*** Source data ***

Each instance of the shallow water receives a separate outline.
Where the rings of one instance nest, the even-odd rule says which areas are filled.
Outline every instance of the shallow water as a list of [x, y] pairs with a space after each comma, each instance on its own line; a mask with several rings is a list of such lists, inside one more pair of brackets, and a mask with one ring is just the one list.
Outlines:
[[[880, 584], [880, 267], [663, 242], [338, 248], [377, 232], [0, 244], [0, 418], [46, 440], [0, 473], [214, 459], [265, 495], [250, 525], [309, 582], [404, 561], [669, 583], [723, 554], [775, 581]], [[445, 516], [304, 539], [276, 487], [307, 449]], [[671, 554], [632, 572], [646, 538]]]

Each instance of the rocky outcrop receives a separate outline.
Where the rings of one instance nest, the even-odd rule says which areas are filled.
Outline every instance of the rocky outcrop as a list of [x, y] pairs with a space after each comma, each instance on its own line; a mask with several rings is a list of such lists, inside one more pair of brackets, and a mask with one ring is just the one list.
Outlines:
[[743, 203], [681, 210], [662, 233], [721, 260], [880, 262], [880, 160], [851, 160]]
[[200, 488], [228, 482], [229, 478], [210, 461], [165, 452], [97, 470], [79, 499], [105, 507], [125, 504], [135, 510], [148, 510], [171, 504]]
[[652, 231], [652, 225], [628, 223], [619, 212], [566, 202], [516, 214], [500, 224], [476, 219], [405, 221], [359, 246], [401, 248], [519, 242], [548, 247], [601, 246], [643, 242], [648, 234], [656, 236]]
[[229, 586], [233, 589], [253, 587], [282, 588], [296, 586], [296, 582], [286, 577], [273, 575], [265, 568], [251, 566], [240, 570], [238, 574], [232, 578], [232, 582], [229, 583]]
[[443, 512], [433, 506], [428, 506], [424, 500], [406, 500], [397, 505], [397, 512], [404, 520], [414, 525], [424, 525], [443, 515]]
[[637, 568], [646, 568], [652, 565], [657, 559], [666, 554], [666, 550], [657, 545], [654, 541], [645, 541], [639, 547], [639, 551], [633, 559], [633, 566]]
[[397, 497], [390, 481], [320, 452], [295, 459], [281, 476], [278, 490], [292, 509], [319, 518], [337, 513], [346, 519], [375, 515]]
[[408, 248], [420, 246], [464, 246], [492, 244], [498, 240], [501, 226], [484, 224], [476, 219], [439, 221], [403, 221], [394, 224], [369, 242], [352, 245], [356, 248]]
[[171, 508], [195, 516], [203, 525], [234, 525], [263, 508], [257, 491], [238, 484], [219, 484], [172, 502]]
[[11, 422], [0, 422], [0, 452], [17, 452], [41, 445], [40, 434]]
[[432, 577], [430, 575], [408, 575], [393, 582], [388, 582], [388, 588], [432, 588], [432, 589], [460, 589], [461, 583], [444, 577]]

*** End of Source data ***

Set down the whole of the data, exactly as it stands.

Each instance of the shallow water receives a separate outline.
Where the rings of one instance nest, the even-odd rule says which areas are filled.
Outline every instance of the shallow water as a list of [x, y] pairs with a space after each comma, each instance on its own line; a mask with several rings is a list of such lists, inside one more pair of brackets, and a mask with one ring is just the one list.
Outlines:
[[[880, 584], [880, 267], [663, 242], [338, 248], [377, 232], [0, 244], [0, 418], [46, 440], [0, 473], [214, 459], [265, 495], [250, 525], [309, 582], [404, 561], [669, 583], [723, 554], [775, 581]], [[445, 516], [304, 539], [276, 487], [307, 449]], [[671, 554], [632, 572], [646, 538]]]

Each instance of the rocky outcrop receives a separate outline.
Where the rings of one instance nest, the even-odd rule says which areas are filled.
Outline every instance of the rocky outcrop as a list of [x, y] pairs with a space after each comma, each instance on its own line; a mask with several rings is a list of such lists, inside one more pair of brackets, and a mask with one ring is just the one list.
Outlines:
[[743, 203], [681, 210], [662, 233], [721, 260], [880, 262], [880, 160], [851, 160]]
[[200, 488], [228, 482], [229, 478], [210, 461], [165, 452], [97, 470], [79, 499], [105, 507], [125, 504], [135, 510], [148, 510], [171, 504]]
[[652, 231], [652, 225], [628, 223], [619, 212], [566, 202], [516, 214], [500, 224], [476, 219], [405, 221], [359, 246], [401, 248], [519, 242], [548, 247], [601, 246], [643, 242], [648, 234], [656, 236]]
[[229, 586], [233, 589], [253, 587], [282, 588], [296, 586], [296, 582], [286, 577], [273, 575], [265, 568], [251, 566], [240, 570], [238, 574], [232, 578], [232, 582], [229, 583]]
[[443, 512], [433, 506], [428, 506], [424, 500], [406, 500], [397, 505], [397, 512], [404, 520], [414, 525], [424, 525], [443, 515]]
[[637, 568], [646, 568], [652, 565], [657, 559], [666, 554], [666, 550], [657, 545], [654, 541], [645, 541], [639, 547], [639, 551], [633, 559], [633, 566]]
[[397, 497], [390, 481], [320, 452], [295, 459], [281, 476], [278, 490], [292, 509], [319, 518], [337, 513], [346, 519], [375, 515]]
[[408, 248], [420, 246], [464, 246], [492, 244], [498, 240], [501, 226], [484, 224], [476, 219], [439, 221], [403, 221], [394, 224], [369, 242], [352, 245], [356, 248]]
[[171, 508], [195, 516], [203, 525], [234, 525], [263, 508], [257, 491], [238, 484], [219, 484], [172, 502]]
[[11, 422], [0, 422], [0, 452], [17, 452], [41, 445], [40, 434]]
[[432, 577], [430, 575], [408, 575], [393, 582], [388, 582], [388, 588], [432, 588], [432, 589], [460, 589], [461, 583], [444, 577]]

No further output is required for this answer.